# GIVEN PASSAGE
When utilizing this equipment for duplex ultrasonography, two displays are available. These are color-flow Doppler and gray-scale B-mode. The color-flow Doppler displays a flow velocity distribution while the gray-scale B-mode provides an anatomic image.

Personnel

A well-trained and licensed vascular technician is imperative to high-quality results as this testing modality is highly operator dependent.

Preparation

Preparations for duplex ultrasound evaluation are specific the diagnostic location of interest. For example, when examining the torso vessels having the patient fast for 4 to 6 hours before evaluation may be helpful and increase the yield of the study.

Technique or Treatment

In the case of DVT analysis, the examination starts at the mid-calf with the identification of the tibial veins. This is followed proximally to the popliteal and femoral veins. Each vein is interrogated with interval compression proximally and distally. Proximal compression should interrupt the flow, while distal occlusion should augment flow. If augmentation is not demonstrated upon distal compression, a DVT should be suspected.  In the case of upper extremity DVTs, the compressibility of the vein is the main diagnostic criterion, as well as acoustic shadowing as proximal compression of the brachiocephalic or SVC, is impossible. The addition of Color Doppler to the duplex examination has increased the sensitivity and specificity of the examination and allowed for an increased visualization of partial occlusions.

In the evaluation for venous insufficiency, the patient is evaluated while standing or with truncal elevation. This reverses the venous flow by increasing the pressure gradient. With the patient in position, the probe is placed longitudinally in the groin, and each deep and superficial vein is evaluated for compressibility, venous flow, augmentation of flow and visualization. Reflux is induced by either Valsalva or manual proximal compression depending on the location of the vein. Reflux of greater than 500 milliseconds is considered pathologic.

# DATASET
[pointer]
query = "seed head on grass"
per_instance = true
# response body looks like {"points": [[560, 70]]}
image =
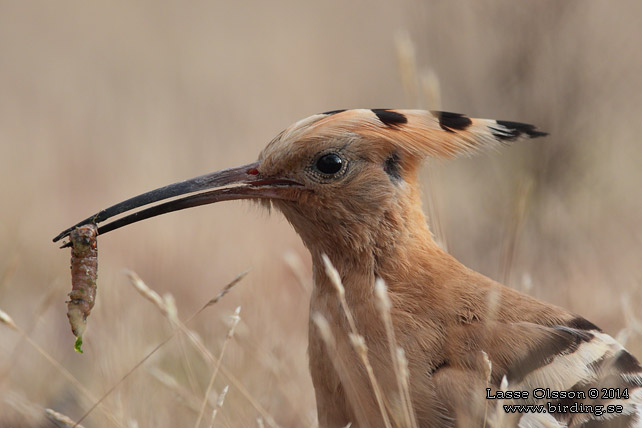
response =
{"points": [[356, 339]]}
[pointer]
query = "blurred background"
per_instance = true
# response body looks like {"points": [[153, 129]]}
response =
{"points": [[100, 101]]}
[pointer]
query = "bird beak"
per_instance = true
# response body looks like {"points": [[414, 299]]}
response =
{"points": [[243, 182]]}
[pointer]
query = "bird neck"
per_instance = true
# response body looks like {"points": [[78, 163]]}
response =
{"points": [[399, 249]]}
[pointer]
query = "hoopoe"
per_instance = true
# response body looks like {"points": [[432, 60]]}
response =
{"points": [[347, 182]]}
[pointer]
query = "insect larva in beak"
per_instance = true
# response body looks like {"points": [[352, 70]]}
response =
{"points": [[84, 268]]}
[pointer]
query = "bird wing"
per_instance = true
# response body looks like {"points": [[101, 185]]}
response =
{"points": [[582, 360]]}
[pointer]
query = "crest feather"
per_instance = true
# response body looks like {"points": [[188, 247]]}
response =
{"points": [[417, 132]]}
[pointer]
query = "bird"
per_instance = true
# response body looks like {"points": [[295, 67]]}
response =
{"points": [[470, 347]]}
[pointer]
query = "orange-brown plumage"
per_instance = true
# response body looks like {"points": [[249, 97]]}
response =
{"points": [[347, 182]]}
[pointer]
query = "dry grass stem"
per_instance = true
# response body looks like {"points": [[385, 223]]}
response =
{"points": [[430, 88], [235, 320], [488, 373], [61, 420], [204, 352], [293, 261], [168, 309], [407, 61], [384, 306], [7, 320], [356, 339], [219, 404], [514, 227], [226, 289]]}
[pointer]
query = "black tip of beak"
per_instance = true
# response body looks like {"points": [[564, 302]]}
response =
{"points": [[227, 177]]}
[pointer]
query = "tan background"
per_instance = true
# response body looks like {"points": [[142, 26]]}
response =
{"points": [[102, 101]]}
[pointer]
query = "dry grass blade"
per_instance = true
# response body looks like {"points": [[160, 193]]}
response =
{"points": [[219, 404], [167, 309], [356, 339], [235, 320], [226, 289], [384, 306], [514, 227], [488, 373], [193, 337], [8, 321], [60, 420]]}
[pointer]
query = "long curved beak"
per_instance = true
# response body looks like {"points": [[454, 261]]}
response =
{"points": [[243, 182]]}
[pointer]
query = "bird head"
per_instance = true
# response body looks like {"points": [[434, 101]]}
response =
{"points": [[346, 179]]}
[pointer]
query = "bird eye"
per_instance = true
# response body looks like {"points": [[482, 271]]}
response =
{"points": [[329, 164]]}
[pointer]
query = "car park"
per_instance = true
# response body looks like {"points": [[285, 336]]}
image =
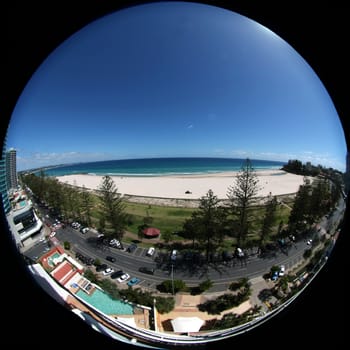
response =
{"points": [[123, 278], [108, 271], [150, 251], [110, 258], [148, 270], [133, 281]]}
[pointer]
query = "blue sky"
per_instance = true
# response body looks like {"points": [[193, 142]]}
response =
{"points": [[175, 79]]}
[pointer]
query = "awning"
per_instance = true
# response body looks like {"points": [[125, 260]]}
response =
{"points": [[186, 324]]}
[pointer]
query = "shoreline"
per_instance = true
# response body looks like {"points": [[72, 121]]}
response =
{"points": [[189, 187]]}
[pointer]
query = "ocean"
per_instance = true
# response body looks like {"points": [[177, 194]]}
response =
{"points": [[160, 166]]}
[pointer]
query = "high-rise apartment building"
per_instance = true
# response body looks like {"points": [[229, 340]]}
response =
{"points": [[3, 183], [11, 169]]}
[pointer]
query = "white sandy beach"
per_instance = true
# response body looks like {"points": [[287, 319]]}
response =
{"points": [[276, 182]]}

# WHAT TO WORK ON
**A)** In the duplex ultrasonography passage, how long must reflux last to be considered pathologic?
**B)** Reproduce the duplex ultrasonography passage word for word from "Preparations for duplex" to "of the study.".

# SOLVED PROBLEMS
**A)** Greater than 500 milliseconds.

**B)**
Preparations for duplex ultrasound evaluation are specific the diagnostic location of interest. For example, when examining the torso vessels having the patient fast for 4 to 6 hours before evaluation may be helpful and increase the yield of the study.